• Provided data:
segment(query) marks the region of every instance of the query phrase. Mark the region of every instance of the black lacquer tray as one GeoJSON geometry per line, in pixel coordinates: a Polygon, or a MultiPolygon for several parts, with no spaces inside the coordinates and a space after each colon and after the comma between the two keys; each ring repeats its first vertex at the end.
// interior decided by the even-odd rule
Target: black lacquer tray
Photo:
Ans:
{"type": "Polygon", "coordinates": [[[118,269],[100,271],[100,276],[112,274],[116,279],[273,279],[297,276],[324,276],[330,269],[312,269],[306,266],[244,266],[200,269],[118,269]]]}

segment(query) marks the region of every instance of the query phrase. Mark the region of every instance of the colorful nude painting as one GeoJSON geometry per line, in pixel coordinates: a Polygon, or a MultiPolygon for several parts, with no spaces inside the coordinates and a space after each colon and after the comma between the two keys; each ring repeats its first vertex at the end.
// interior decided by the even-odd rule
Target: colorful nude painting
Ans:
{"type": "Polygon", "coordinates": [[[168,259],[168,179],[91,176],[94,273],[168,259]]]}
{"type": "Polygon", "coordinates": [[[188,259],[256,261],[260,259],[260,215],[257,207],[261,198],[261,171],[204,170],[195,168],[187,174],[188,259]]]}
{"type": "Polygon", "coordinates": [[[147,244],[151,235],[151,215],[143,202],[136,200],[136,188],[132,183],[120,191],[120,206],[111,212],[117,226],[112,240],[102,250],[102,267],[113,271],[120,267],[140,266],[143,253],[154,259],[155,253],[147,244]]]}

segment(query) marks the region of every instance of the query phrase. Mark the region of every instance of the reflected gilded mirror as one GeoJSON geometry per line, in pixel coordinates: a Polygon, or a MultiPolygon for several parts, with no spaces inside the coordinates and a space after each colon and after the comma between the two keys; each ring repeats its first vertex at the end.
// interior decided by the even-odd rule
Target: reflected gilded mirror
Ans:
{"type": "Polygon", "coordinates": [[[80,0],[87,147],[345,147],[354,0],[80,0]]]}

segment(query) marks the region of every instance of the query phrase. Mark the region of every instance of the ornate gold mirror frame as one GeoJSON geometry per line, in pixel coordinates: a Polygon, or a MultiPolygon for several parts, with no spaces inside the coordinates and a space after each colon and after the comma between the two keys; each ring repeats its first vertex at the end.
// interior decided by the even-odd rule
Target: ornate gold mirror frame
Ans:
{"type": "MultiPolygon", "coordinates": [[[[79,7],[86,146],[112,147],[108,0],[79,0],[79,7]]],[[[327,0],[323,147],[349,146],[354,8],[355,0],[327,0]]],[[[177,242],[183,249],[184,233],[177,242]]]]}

• Description of the task: Return all of the data precisely as it appears.

• Written answer:
segment(query) marks the region of every instance of the query phrase. Mark the region of every instance of the black lacquer tray as one GeoJSON geometry per line, in pixel coordinates: a Polygon, or a MultiPolygon for several parts, with no spaces inside the coordinates and a space after each colon and after the comma between the two keys; each ring repeats its first vertex at the end.
// interior decided by the even-odd rule
Target: black lacquer tray
Photo:
Ans:
{"type": "Polygon", "coordinates": [[[118,269],[100,271],[100,276],[112,274],[116,279],[273,279],[297,276],[324,276],[330,269],[312,269],[306,266],[244,266],[200,269],[118,269]]]}

segment(query) marks the region of every instance of the query phrase. Mark the region of every instance of the colorful nude painting as one GeoJSON geometry per line, in pixel coordinates: a Polygon, or a MultiPolygon for several parts, with no spaces inside the coordinates and a space after each colon and after the comma between the two keys; each ring repeats its first vertex at the end.
// interior decided by the even-odd rule
Target: colorful nude painting
Ans:
{"type": "Polygon", "coordinates": [[[168,259],[168,179],[91,176],[94,273],[168,259]]]}
{"type": "Polygon", "coordinates": [[[188,259],[256,261],[260,259],[260,215],[257,207],[261,198],[261,171],[204,170],[195,168],[187,174],[188,259]]]}
{"type": "Polygon", "coordinates": [[[147,244],[151,235],[151,215],[143,202],[136,200],[136,188],[132,183],[120,191],[120,206],[111,212],[117,226],[112,240],[102,250],[102,267],[113,271],[120,267],[140,266],[143,253],[154,259],[155,253],[147,244]]]}

segment(query) marks the region of every instance of the query phrase. Mark the region of every instance of the reflected gilded mirror as one GeoJSON geometry per line, in pixel coordinates: a Polygon, or a MultiPolygon for several parts, with no spaces inside the coordinates and a space after each colon and after the comma between the two keys; each ring repeats its first vertex at the end.
// interior decided by the even-odd rule
Target: reflected gilded mirror
Ans:
{"type": "Polygon", "coordinates": [[[80,0],[87,147],[345,147],[354,0],[80,0]]]}

segment(query) marks the region of every instance of the query phrase. Mark the region of every instance of the ornate gold mirror frame as one GeoJSON geometry per line, in pixel coordinates: a Polygon, or a MultiPolygon for several parts, with no spaces inside the coordinates and a space after each colon and after the comma between the two keys; each ring repeats its first vertex at the end.
// interior decided by the even-odd rule
Target: ornate gold mirror frame
Ans:
{"type": "MultiPolygon", "coordinates": [[[[79,7],[86,146],[112,147],[108,0],[79,0],[79,7]]],[[[327,0],[323,147],[349,146],[354,8],[355,0],[327,0]]],[[[177,242],[183,249],[184,233],[177,242]]]]}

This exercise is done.